Exercise prompt
Output the data word for word, dropping every image.
Top of Dataset extract
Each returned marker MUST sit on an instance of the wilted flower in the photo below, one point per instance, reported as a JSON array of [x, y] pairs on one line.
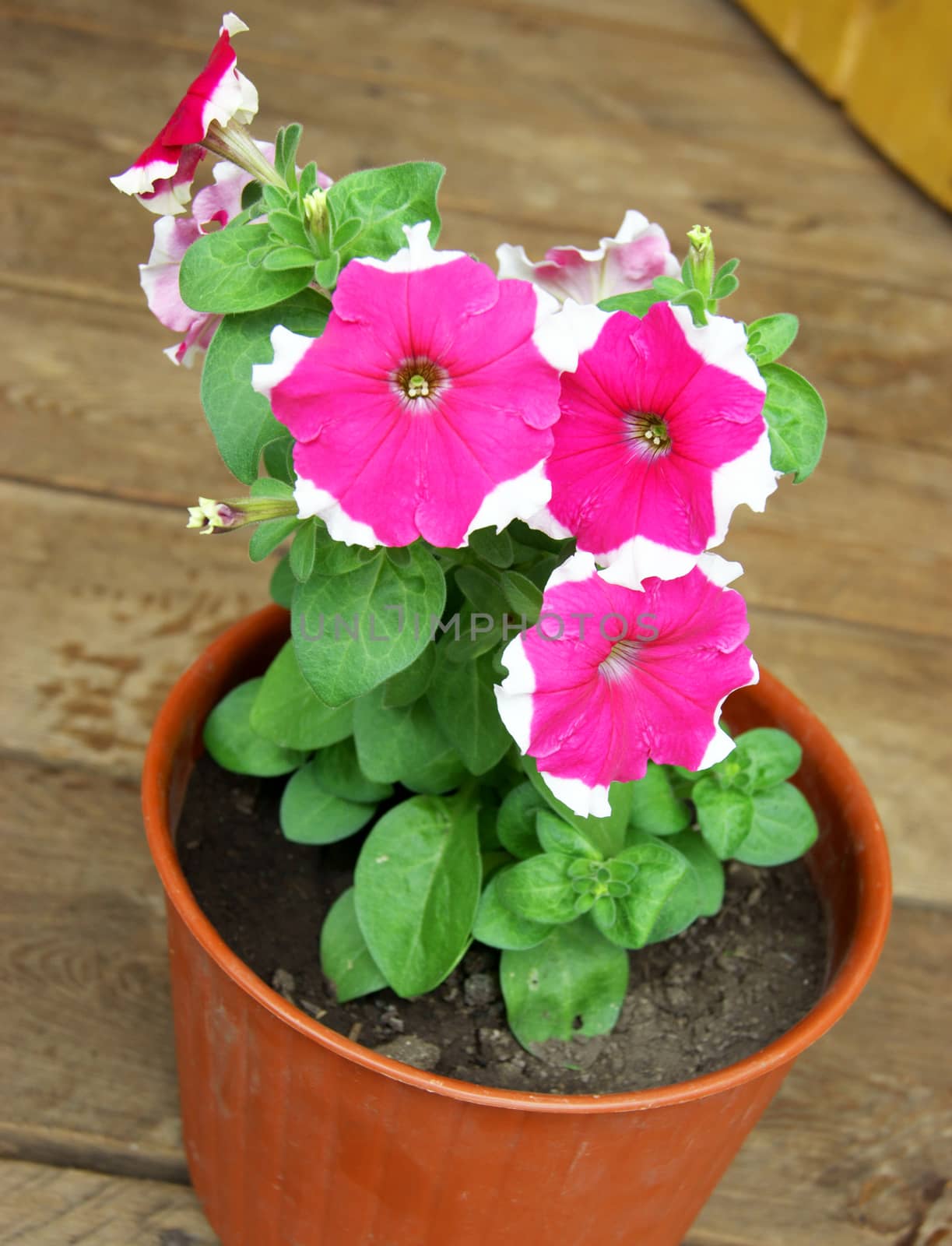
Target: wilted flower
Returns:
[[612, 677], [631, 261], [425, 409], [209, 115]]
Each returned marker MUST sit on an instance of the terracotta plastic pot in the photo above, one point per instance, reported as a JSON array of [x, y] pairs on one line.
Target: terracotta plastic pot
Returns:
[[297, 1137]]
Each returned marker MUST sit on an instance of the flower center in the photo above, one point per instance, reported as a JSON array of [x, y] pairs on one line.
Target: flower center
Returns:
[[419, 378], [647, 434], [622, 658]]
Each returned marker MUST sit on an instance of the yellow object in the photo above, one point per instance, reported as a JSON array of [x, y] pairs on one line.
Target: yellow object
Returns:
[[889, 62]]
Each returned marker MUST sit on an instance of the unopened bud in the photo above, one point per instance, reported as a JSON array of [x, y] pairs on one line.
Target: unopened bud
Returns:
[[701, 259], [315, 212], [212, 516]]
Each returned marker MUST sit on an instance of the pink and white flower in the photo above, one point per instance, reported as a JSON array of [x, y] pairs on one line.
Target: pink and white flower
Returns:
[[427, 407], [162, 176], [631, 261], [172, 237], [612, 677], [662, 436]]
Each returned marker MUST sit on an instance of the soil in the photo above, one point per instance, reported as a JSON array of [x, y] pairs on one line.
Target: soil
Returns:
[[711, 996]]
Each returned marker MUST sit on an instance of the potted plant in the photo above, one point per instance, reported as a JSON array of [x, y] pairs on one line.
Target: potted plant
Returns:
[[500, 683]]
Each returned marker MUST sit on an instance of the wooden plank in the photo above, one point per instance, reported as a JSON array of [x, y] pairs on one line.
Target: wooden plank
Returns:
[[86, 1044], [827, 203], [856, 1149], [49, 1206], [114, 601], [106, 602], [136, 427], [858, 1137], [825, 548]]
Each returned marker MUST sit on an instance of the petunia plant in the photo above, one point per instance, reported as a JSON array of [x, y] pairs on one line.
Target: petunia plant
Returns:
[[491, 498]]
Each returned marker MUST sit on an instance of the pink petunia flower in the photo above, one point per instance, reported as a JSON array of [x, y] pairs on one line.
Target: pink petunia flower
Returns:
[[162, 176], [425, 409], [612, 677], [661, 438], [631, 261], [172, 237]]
Bottom of Dataset extract
Expected answer
Each returned marker MUST sit on an instance of the wilted flower in the photo below, one point per instance, reported as a JSON array of [x, y] pairs on one line.
Target: wilted flower
Returns:
[[612, 677], [631, 261], [425, 409], [209, 115]]
Each returned marker MUST sit on an instance of the terracotta plastic pot in the photo above, one point per instance, reported as a JSON array of [x, y] pairs on one line.
Target: terracotta plastic pot
Returns:
[[297, 1137]]
Each returned marker MUST sit on an instance of the flower center in the photo above, one point per instance, reported as a JSON array of [x, y] pairs on one line.
Target: flower center
Returns:
[[419, 378], [647, 434], [622, 658]]
Each returned marker MUST sit on an instance of the yellow object in the photo above, one point per instance, reported as a JSON array of [x, y] pairs on one line.
Target: yellow object
Returns:
[[889, 62]]
Each returned marker MUST sit on an instance of the unopened bud in the photo above, one point per instance, reported as a JSON array of [x, y] pairs on one line.
Target: unopened bud
Returns:
[[701, 259], [315, 212], [212, 516]]
Each returned marker MUST sit on an instance of the pink and white flower in the photo above, one point per instance, reported as a JSON array of [x, y] pairs on one line.
Target: pink and white flower
Returns:
[[427, 407], [162, 176], [631, 261], [172, 237], [612, 677], [662, 436]]
Each returned marker MUST sit on an instance of the soil in the photo above, one point per instance, reported as a JSON array of [x, y] pairs on one line.
Target: soil
Returns:
[[711, 996]]
Each returned marker MUST sit on an instance of the potted plant in the photo above, one point per instance, reported as a JSON array of [x, y] pairs on one line.
Target: potted plant
Returns:
[[500, 683]]
Each returned marker MUST sit on an instance of the wooden plank in the photo above, one point per instance, reported as a JSON array of [x, y] pairs on one line.
Target: wooden plank
Returns:
[[86, 1044], [827, 203], [856, 1149], [49, 1206], [114, 601], [106, 602], [136, 427], [858, 1137], [825, 548]]
Each returned marker MUST sit on an instance of the petunia plant in the photo above, one point per instance, reported as a JSON array of [x, y] pairs on one line.
Target: petunia plant
Returns:
[[491, 498]]
Each returned marker MUST sit on an instance of the pink petunia flower in the photo above, one point per instance, reported as a JSON array of [x, y] pairs on one line.
Target: pink petunia flower
Returns:
[[162, 176], [425, 409], [612, 677], [661, 438], [631, 261], [172, 237]]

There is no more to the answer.